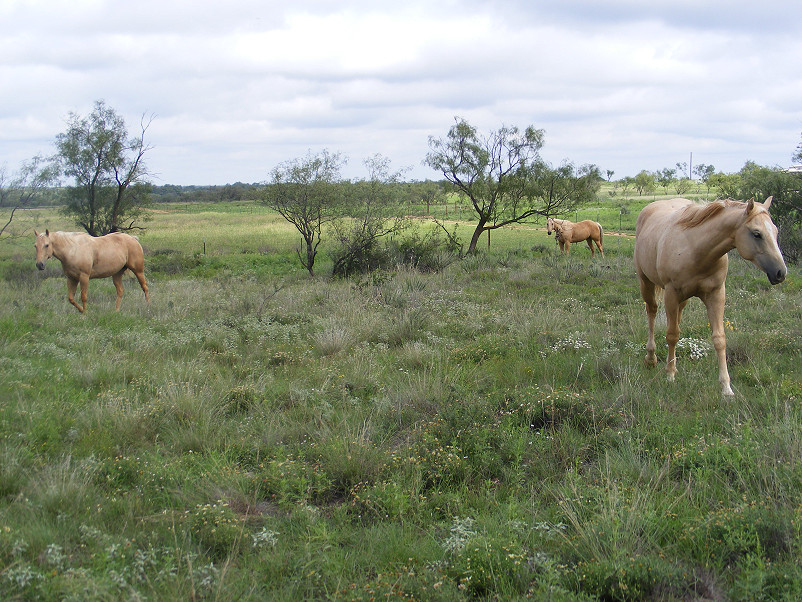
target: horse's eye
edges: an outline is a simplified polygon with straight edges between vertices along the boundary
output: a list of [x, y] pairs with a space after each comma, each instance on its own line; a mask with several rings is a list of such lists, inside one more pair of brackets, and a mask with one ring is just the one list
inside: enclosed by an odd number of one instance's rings
[[755, 238], [763, 238], [763, 235], [758, 230], [752, 232], [752, 236], [754, 236]]

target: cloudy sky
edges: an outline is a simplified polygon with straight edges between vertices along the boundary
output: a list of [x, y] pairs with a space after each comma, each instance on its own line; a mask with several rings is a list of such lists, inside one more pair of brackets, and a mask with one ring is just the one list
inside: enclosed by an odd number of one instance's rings
[[104, 100], [156, 184], [259, 182], [307, 151], [411, 178], [459, 116], [545, 130], [554, 165], [787, 166], [802, 10], [787, 0], [0, 0], [0, 166]]

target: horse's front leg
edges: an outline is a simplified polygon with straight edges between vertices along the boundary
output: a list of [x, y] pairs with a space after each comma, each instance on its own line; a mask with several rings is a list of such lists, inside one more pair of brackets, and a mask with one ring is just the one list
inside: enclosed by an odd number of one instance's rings
[[594, 257], [596, 255], [596, 251], [593, 250], [593, 239], [588, 238], [585, 242], [588, 243], [588, 247], [590, 247], [590, 256]]
[[713, 331], [713, 347], [718, 359], [718, 382], [722, 395], [735, 395], [730, 386], [730, 372], [727, 369], [727, 335], [724, 334], [724, 299], [726, 292], [722, 284], [718, 290], [705, 295], [702, 301], [707, 308], [707, 319]]
[[78, 279], [67, 276], [67, 299], [75, 306], [79, 312], [84, 313], [83, 308], [75, 302], [75, 291], [78, 290]]

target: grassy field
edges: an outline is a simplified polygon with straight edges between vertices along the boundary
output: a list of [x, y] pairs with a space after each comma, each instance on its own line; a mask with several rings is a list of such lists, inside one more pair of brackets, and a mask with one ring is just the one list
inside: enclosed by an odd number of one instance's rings
[[258, 205], [165, 206], [151, 304], [126, 277], [116, 313], [94, 280], [86, 315], [34, 266], [32, 229], [72, 228], [23, 213], [0, 239], [0, 598], [799, 599], [800, 269], [772, 287], [732, 259], [734, 399], [698, 300], [668, 383], [642, 361], [645, 202], [595, 210], [605, 259], [532, 225], [350, 280], [325, 254], [306, 276]]

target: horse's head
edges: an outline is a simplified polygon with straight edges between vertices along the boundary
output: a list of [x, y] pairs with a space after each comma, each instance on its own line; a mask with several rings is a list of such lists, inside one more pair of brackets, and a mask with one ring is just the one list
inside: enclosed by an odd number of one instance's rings
[[764, 203], [750, 199], [746, 203], [746, 219], [735, 232], [735, 248], [741, 257], [766, 272], [769, 282], [779, 284], [785, 280], [788, 268], [777, 244], [777, 226], [769, 215], [771, 199]]
[[546, 220], [546, 234], [551, 236], [551, 231], [554, 230], [554, 218], [548, 218]]
[[45, 230], [44, 234], [40, 234], [36, 230], [33, 231], [36, 236], [34, 246], [36, 247], [36, 267], [40, 270], [45, 269], [45, 261], [53, 257], [53, 245], [50, 243], [50, 230]]

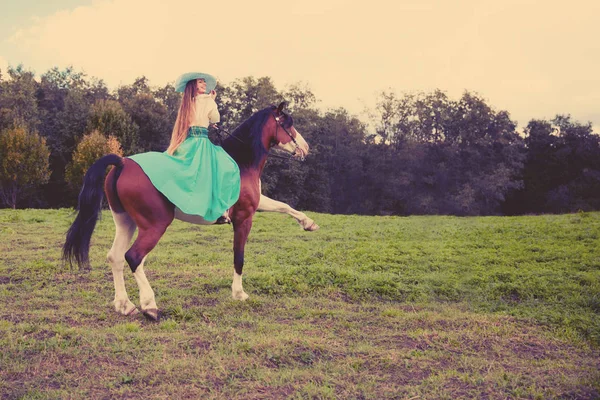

* [To do]
Look through the records and gather each line with the word "target".

* [Answer]
target: horse's eye
target: cloudy sky
target: horse's front leg
target: grassy field
target: horse's head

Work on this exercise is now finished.